Your instructions. Copy the items below word for word. Start at the line that contains "Draw the outline of every instance of the <item>stone" and stop after the line that contains "70 243 L 68", and leave the pictures out.

[Records from a dataset]
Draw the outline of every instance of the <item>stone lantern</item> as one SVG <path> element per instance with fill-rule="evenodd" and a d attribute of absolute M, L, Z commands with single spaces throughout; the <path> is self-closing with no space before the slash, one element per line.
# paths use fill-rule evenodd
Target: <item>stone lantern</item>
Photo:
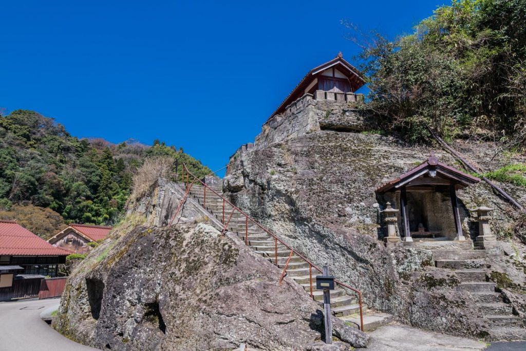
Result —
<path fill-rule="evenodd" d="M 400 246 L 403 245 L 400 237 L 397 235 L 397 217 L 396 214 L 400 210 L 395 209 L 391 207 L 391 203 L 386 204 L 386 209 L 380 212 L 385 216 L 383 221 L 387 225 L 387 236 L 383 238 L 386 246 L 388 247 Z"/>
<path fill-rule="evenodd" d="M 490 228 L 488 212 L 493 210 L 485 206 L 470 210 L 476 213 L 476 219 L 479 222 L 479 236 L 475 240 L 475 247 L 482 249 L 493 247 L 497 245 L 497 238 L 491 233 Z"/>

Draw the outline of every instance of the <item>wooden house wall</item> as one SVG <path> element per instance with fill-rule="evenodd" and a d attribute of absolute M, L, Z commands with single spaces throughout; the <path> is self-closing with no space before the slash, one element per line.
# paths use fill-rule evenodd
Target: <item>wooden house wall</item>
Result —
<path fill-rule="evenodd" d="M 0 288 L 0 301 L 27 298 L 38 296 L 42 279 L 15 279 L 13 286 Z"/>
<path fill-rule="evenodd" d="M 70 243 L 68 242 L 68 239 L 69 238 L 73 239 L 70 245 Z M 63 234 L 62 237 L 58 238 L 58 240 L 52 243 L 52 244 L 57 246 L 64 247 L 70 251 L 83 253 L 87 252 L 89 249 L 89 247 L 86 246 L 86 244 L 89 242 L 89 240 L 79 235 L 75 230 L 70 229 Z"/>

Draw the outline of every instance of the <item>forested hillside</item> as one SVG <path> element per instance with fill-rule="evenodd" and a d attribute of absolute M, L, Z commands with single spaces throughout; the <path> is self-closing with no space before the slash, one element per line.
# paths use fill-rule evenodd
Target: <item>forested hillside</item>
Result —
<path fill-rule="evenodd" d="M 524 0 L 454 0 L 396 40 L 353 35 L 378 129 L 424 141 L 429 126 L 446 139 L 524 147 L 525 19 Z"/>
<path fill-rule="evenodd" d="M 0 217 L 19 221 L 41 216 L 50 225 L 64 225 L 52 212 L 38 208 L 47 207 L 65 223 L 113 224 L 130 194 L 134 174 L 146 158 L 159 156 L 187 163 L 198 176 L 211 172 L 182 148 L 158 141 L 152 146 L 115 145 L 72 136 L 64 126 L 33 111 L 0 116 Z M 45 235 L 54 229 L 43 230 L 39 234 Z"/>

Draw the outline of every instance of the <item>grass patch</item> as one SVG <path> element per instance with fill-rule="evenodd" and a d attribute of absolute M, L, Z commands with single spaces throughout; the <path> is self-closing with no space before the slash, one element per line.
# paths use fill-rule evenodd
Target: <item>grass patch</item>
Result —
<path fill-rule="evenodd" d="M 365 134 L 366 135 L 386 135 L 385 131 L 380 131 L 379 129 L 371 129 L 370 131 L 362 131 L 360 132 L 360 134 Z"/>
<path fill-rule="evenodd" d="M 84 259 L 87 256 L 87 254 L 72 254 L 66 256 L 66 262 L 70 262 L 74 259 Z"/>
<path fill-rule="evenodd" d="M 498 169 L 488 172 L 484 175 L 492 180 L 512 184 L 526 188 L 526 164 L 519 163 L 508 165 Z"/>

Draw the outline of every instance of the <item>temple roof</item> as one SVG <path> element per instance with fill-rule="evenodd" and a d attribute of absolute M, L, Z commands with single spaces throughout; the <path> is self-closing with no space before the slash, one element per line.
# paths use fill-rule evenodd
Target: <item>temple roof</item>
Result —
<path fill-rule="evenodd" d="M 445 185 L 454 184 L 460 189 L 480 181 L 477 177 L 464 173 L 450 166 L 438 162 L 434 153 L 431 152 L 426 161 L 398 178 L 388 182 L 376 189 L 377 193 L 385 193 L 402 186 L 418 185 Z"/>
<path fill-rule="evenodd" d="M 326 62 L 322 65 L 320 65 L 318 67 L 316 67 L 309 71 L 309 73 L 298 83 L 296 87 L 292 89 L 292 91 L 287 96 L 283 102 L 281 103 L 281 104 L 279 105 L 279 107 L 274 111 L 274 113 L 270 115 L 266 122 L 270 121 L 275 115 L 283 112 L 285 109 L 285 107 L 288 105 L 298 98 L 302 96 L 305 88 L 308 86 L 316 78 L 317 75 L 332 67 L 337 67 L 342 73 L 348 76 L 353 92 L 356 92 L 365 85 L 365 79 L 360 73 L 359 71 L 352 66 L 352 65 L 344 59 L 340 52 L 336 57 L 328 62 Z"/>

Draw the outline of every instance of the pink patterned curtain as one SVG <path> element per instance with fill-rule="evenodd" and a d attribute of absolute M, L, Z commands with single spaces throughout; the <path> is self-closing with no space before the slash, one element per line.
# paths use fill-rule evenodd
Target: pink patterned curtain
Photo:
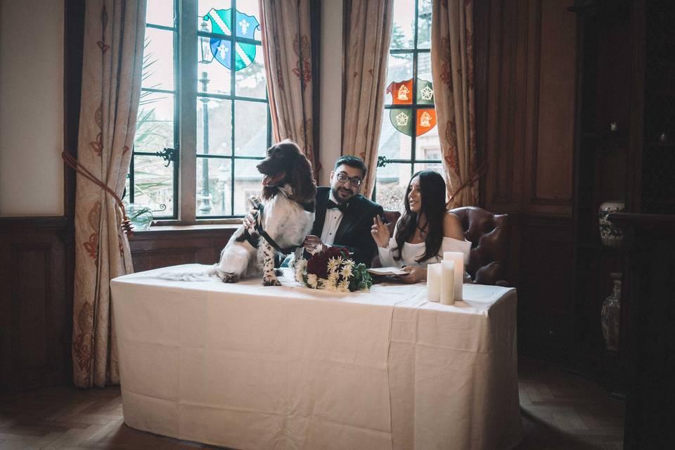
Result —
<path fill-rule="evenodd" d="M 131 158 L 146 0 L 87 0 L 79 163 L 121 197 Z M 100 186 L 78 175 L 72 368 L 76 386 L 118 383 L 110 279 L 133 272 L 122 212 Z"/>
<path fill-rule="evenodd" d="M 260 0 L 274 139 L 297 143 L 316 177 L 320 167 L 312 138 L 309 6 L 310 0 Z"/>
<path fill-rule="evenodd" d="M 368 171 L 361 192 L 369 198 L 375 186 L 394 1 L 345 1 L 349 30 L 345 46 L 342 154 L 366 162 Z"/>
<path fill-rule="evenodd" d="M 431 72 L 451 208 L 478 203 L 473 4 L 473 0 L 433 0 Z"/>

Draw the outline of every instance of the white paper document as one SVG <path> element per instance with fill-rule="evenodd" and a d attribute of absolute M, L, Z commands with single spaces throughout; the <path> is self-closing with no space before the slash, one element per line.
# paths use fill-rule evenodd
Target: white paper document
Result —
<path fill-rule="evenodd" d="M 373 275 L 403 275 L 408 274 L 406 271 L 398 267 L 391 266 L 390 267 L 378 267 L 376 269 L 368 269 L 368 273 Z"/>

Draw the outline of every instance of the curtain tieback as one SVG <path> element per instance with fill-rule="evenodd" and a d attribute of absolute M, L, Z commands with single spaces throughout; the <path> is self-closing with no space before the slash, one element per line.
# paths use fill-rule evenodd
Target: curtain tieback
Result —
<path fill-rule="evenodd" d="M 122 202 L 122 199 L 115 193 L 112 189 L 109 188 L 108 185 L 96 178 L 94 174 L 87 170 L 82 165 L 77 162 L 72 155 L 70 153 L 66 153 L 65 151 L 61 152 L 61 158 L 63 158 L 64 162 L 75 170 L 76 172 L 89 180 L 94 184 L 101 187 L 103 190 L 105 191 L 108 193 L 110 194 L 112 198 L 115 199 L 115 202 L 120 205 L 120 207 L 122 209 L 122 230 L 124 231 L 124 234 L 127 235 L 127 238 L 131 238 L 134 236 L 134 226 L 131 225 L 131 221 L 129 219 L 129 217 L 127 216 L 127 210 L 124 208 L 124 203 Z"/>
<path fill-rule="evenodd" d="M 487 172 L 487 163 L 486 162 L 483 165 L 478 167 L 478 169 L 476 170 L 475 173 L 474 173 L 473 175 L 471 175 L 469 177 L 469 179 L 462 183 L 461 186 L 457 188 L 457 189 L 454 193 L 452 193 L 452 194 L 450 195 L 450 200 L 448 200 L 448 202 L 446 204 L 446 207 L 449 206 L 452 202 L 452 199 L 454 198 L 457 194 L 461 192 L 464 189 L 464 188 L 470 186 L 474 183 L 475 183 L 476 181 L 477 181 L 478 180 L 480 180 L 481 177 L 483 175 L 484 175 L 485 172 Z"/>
* * *
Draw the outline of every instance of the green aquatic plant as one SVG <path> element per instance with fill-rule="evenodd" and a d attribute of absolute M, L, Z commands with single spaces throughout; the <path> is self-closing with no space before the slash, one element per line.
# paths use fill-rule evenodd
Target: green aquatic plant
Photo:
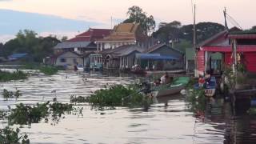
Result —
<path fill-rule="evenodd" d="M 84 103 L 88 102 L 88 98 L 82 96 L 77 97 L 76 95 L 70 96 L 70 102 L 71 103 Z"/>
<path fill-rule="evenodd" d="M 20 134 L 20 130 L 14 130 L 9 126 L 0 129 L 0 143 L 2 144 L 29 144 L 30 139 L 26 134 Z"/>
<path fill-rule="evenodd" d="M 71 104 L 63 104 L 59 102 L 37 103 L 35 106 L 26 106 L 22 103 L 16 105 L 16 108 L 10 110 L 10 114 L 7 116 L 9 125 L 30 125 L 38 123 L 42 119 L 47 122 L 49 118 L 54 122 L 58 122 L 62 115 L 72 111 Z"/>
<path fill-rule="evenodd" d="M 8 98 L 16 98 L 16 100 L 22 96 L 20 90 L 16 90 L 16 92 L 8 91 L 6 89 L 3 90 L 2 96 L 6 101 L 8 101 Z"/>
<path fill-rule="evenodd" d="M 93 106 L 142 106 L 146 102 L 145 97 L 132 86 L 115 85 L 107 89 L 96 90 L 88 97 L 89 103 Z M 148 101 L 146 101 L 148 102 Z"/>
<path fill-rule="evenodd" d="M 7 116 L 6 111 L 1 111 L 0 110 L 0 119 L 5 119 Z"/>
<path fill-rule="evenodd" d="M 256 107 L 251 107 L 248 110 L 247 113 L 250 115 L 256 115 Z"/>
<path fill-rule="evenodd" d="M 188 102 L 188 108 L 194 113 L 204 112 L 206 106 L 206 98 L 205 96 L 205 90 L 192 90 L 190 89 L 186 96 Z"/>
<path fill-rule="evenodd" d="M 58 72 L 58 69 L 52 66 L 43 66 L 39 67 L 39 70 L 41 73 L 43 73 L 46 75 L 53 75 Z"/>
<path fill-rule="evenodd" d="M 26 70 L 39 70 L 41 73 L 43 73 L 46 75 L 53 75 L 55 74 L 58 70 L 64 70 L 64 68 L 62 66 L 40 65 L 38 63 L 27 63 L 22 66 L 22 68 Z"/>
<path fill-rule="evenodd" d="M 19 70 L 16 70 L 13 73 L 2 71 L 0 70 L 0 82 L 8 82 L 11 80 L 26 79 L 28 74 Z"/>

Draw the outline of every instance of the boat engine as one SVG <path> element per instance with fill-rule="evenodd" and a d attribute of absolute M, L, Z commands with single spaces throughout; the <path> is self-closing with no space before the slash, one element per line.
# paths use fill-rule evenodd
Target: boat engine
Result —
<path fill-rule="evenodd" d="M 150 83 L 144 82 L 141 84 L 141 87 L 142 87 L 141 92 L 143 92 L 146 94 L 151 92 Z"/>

In response.
Draw the outline of every instance of the <item>stone lantern</item> as one SVG <path> element per instance with fill-rule="evenodd" and a d attribute of absolute M, L, Z commands with single spaces throughout; the <path> is self-closing with no space before the slash, one element per line.
# paths use fill-rule evenodd
Target: <item>stone lantern</item>
Photo:
Result —
<path fill-rule="evenodd" d="M 400 246 L 403 245 L 400 237 L 397 235 L 397 217 L 396 214 L 400 210 L 395 209 L 391 207 L 391 203 L 386 204 L 386 209 L 380 212 L 385 216 L 383 221 L 387 225 L 387 236 L 383 238 L 386 246 L 388 247 Z"/>
<path fill-rule="evenodd" d="M 490 228 L 488 212 L 493 210 L 485 206 L 470 210 L 476 213 L 476 219 L 479 222 L 479 236 L 475 240 L 475 247 L 482 249 L 493 247 L 497 245 L 497 238 L 491 233 Z"/>

Draw the outline of every instance of the <item>wooden house wall</item> as one SVG <path> element per instance with fill-rule="evenodd" and a d attribute of absolute M, L, Z commands with single spaces throughout; the <path> is self-closing with no space before the slash, one element per line.
# paths use fill-rule evenodd
Target: <item>wooden house wall</item>
Result —
<path fill-rule="evenodd" d="M 0 288 L 0 301 L 27 298 L 38 296 L 42 279 L 15 279 L 13 286 Z"/>
<path fill-rule="evenodd" d="M 70 243 L 68 242 L 68 239 L 69 238 L 73 239 L 70 245 Z M 63 234 L 62 237 L 58 238 L 58 240 L 52 243 L 52 244 L 57 246 L 64 247 L 70 251 L 83 253 L 87 252 L 89 249 L 89 247 L 86 246 L 86 244 L 89 242 L 89 240 L 79 235 L 75 230 L 70 229 Z"/>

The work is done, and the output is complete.